Work order:
List every recipient of direct payments from the federal government named in the passage on the economy in 2022.

Excerpted passage:
Happy Independence Day.
With everything that has happened so far this year, it is hard to believe we are only halfway through 2022. We’ve had the Federal Reserve change course and aggressively go after inflation, the Russian invasion of Ukraine, the worst quarter for U.S Bonds in over 40 years, along with the worst first half of the year for U.S. equities since 1970. I believe what has gotten us to this point are the extreme measures taken during the Covid pandemic. We went on a two-year binge of flooding the U.S economy with almost $10 trillion. The “Fed” effectively printed money through its Quantitative Easing policy and lowered interest rates to near zero. The federal government sent out direct payments to individuals, businesses, cities, and states. All this additional money flowing into U.S. households caused a massive spike in retail sales, so it wasn’t just supply chain issues that caused prices to increase, but a 26% increase in demand over the two years of Covid. The two years prior to the Covid Pandemic, retail sales increased a little over 6%, so with a four-fold increase in retail sales, we would expect a spike in inflation during normal times. This reminds me of the punchbowl metaphor, the Fed now must come and take away the punchbowl while we are all having fun. The head of the Federal Reserve, Jerome Powell, has even admitted that they left the punchbowl out too long.

Source records:
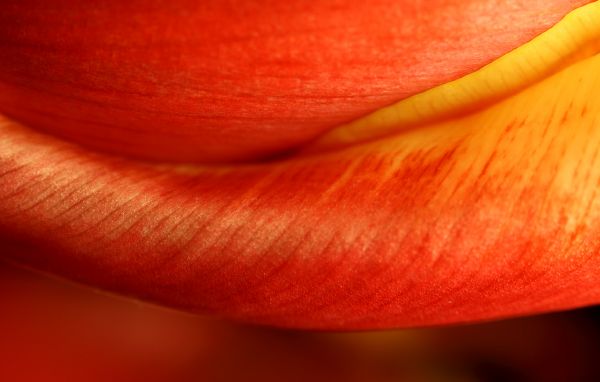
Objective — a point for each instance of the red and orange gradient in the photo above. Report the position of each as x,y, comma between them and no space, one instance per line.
332,165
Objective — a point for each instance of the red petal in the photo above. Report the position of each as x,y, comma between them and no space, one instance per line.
224,80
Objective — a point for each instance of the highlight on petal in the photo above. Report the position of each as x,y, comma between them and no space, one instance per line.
571,40
488,215
223,80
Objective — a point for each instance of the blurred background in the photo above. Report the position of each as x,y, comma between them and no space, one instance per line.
53,330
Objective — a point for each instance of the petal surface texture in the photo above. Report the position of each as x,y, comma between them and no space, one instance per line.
215,80
487,215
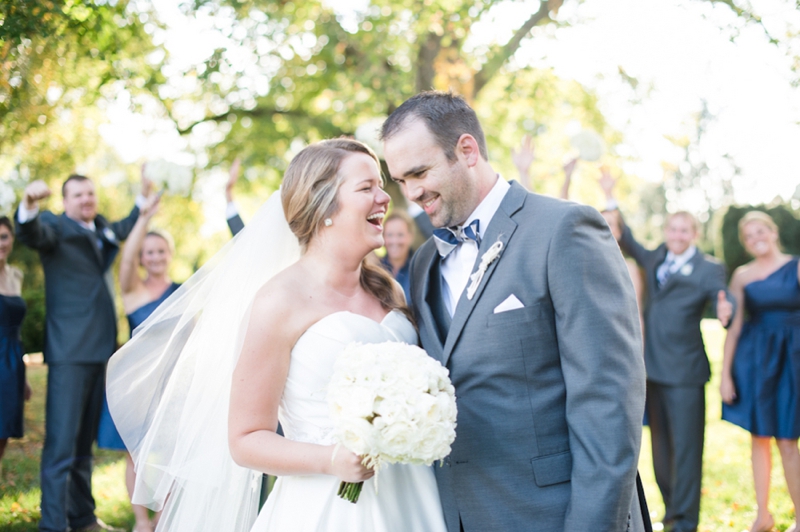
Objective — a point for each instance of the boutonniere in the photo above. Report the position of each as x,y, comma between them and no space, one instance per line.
486,259
109,234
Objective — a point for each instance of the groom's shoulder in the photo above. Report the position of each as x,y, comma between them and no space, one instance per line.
540,211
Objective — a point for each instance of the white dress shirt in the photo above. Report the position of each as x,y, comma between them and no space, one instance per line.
678,261
458,265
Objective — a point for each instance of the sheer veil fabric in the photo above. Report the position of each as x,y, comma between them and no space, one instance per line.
169,386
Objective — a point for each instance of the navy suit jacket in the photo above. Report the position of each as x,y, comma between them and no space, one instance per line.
80,319
674,351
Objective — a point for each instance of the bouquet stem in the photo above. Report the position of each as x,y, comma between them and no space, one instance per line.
350,491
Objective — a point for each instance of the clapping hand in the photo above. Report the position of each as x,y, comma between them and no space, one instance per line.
147,185
606,182
233,177
35,191
569,168
727,389
724,308
150,207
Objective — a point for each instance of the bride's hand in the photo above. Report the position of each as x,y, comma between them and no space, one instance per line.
347,466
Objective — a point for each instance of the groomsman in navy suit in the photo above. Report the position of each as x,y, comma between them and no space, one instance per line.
681,280
77,249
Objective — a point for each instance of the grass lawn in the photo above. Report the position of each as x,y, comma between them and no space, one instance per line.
728,499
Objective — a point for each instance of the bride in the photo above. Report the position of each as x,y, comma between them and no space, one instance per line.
248,342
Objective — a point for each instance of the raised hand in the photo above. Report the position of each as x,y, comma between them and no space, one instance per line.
727,389
606,182
724,309
347,466
233,177
35,191
147,185
150,207
569,168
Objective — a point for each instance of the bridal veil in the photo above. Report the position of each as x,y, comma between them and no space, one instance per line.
169,387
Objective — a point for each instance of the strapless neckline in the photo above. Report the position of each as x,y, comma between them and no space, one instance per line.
381,323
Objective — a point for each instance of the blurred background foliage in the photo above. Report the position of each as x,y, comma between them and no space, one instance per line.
292,73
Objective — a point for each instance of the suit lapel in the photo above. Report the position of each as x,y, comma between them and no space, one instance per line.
501,228
430,292
671,281
90,237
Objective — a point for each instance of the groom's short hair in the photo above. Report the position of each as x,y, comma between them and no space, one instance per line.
447,116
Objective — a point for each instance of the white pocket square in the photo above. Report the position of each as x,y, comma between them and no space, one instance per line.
510,303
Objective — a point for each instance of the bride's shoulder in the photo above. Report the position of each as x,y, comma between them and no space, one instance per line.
282,302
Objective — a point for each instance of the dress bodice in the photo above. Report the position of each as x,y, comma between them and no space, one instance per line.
775,299
12,312
303,412
138,316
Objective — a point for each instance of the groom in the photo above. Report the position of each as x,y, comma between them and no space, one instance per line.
528,303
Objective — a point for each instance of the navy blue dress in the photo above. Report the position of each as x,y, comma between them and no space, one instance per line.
12,368
766,367
107,435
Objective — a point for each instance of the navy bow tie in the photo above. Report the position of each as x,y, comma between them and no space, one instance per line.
448,238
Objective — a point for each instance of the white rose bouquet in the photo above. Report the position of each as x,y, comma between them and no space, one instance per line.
391,403
175,178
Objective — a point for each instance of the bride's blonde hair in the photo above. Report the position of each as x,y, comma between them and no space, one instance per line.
309,195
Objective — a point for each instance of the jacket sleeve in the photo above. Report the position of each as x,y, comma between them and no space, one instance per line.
600,347
124,227
39,233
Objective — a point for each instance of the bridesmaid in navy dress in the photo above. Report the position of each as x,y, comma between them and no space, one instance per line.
761,367
152,251
14,389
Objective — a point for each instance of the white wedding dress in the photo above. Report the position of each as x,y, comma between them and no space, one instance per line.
405,498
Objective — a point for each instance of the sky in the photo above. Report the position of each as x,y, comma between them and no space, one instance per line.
680,53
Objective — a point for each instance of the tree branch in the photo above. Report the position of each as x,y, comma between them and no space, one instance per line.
254,113
426,58
496,61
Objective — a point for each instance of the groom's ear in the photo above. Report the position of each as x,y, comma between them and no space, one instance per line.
467,147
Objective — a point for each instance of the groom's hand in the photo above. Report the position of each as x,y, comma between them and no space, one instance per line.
347,466
724,308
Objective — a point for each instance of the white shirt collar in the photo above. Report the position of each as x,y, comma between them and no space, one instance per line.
86,225
683,258
486,209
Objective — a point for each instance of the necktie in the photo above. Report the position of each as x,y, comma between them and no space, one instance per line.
448,238
664,271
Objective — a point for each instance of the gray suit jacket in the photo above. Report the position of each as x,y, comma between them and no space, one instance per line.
80,320
550,396
674,351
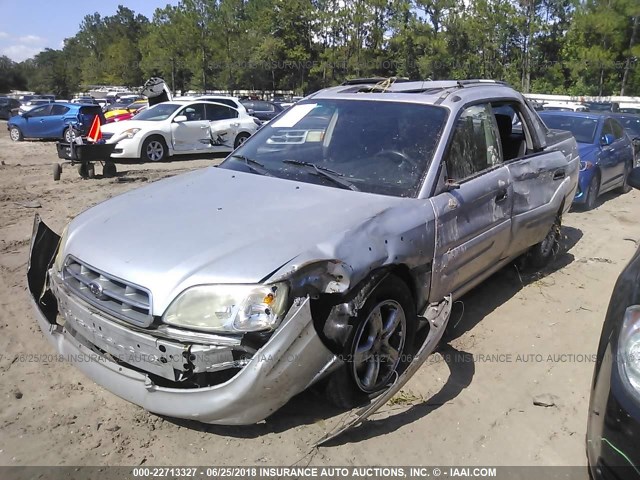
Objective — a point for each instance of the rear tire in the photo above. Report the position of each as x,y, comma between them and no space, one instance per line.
16,134
592,193
541,254
154,149
70,134
109,170
379,346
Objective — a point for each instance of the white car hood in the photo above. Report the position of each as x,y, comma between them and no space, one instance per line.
216,226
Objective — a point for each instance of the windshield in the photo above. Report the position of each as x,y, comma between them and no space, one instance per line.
584,129
371,146
157,113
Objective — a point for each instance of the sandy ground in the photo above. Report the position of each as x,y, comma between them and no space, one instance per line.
505,347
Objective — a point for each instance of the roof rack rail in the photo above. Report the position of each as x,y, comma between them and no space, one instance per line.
477,81
374,80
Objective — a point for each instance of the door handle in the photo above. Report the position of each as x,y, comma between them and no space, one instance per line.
502,196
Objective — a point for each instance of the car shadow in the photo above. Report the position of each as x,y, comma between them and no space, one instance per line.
310,407
473,307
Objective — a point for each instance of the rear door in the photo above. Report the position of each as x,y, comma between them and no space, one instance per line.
223,127
53,124
35,125
473,217
191,135
536,175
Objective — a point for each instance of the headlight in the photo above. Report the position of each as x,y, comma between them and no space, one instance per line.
585,165
59,260
130,133
229,308
629,347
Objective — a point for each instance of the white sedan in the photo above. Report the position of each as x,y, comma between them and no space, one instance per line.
173,128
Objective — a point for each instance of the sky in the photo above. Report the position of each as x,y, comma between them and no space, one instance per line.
29,26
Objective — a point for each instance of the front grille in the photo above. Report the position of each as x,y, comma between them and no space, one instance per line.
121,299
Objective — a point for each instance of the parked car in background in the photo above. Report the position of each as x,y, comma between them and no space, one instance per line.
8,107
262,110
124,103
233,102
613,426
172,128
600,106
633,108
31,104
313,253
606,152
54,120
120,110
631,125
86,100
565,106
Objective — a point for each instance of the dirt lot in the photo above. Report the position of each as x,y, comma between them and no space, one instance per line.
505,347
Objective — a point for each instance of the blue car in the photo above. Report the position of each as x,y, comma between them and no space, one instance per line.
54,120
606,152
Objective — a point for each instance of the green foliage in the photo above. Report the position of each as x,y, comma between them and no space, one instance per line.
546,46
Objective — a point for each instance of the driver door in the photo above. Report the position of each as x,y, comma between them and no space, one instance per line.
223,127
192,134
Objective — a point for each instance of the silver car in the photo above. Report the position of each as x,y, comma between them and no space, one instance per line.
317,252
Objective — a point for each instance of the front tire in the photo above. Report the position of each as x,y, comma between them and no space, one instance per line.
626,188
154,149
16,134
379,346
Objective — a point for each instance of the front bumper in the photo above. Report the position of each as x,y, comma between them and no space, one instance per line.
292,359
613,429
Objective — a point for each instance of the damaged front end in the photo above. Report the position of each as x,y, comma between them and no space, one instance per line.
171,371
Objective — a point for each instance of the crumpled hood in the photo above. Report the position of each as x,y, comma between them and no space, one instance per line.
588,151
217,226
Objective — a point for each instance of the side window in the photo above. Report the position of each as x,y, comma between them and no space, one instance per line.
474,146
618,131
513,131
194,112
42,111
607,129
59,110
218,112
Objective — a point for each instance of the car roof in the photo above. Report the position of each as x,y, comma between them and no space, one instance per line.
450,93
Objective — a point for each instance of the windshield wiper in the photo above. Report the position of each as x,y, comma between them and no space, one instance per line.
335,177
254,165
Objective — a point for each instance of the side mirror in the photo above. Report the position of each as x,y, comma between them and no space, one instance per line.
634,178
607,139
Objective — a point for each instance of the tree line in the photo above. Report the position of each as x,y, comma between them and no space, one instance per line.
580,47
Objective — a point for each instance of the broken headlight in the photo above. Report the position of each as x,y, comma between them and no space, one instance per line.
229,308
629,347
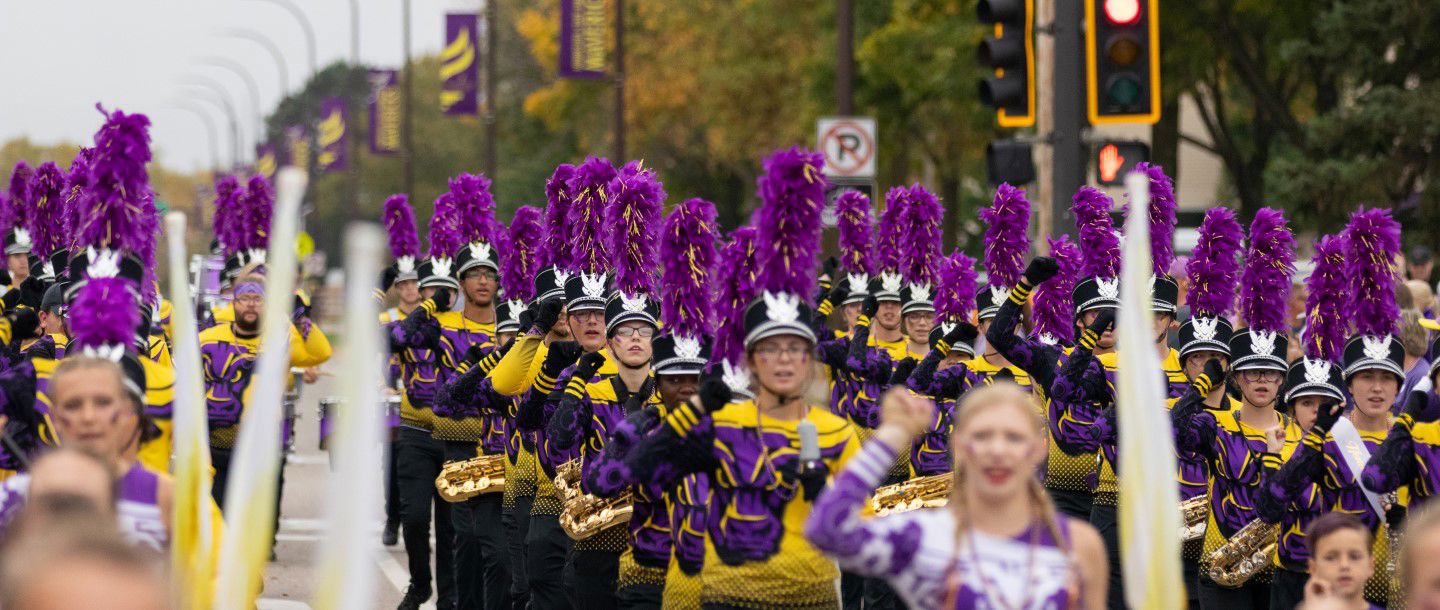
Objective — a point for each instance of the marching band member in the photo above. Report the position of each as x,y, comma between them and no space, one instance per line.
1298,492
998,514
1234,442
756,554
419,456
402,279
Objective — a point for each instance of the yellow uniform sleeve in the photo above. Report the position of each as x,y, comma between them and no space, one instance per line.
308,351
513,374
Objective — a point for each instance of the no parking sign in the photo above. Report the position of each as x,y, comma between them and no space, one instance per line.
848,144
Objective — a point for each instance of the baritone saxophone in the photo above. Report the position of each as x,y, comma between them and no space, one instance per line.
1244,554
464,479
583,514
919,492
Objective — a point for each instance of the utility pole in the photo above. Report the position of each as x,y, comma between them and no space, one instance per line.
406,128
846,58
491,45
1067,97
619,81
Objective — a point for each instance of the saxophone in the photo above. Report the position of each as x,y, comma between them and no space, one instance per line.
1193,514
583,514
1244,554
461,481
919,492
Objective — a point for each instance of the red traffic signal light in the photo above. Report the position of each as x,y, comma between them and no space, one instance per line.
1122,61
1010,52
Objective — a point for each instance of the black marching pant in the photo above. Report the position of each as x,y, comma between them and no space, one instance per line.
419,459
1103,518
1250,596
481,571
1288,589
392,488
546,548
517,522
592,576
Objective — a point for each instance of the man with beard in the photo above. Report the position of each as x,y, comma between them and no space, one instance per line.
228,354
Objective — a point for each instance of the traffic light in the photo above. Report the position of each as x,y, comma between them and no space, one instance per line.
1122,61
1010,51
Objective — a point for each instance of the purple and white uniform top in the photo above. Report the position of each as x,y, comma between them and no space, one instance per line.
918,554
137,507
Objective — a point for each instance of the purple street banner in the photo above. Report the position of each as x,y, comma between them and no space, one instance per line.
330,137
385,111
297,147
460,72
583,33
267,160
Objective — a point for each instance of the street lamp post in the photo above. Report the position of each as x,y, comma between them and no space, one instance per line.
221,97
209,131
249,84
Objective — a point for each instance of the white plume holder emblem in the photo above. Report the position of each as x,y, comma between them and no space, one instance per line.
1206,328
1316,370
782,308
1109,288
592,285
890,282
1262,343
1377,347
687,347
634,304
405,263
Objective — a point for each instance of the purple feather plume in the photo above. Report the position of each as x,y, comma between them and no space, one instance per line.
637,200
1162,217
477,209
49,209
586,248
259,206
856,232
1326,307
1099,242
104,312
1373,239
20,197
1053,304
226,215
556,213
955,291
792,194
687,251
520,259
736,269
117,183
1265,284
1007,239
1214,266
920,238
445,233
399,226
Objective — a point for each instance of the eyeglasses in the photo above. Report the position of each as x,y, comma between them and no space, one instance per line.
1260,376
631,331
776,351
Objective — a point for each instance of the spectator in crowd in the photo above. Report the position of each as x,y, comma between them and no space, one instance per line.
1416,340
1420,263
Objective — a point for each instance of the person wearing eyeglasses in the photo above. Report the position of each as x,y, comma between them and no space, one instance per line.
1236,443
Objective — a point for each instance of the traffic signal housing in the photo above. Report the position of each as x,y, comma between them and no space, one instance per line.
1010,52
1122,61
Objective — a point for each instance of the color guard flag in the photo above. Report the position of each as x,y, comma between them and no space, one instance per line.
1149,499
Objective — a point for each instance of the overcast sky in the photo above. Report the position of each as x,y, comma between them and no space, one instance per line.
61,56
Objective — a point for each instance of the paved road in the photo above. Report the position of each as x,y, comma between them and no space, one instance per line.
290,580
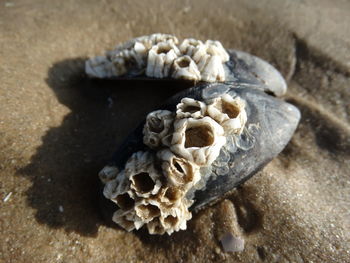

Task output:
Individuals, businesses, cities, and states.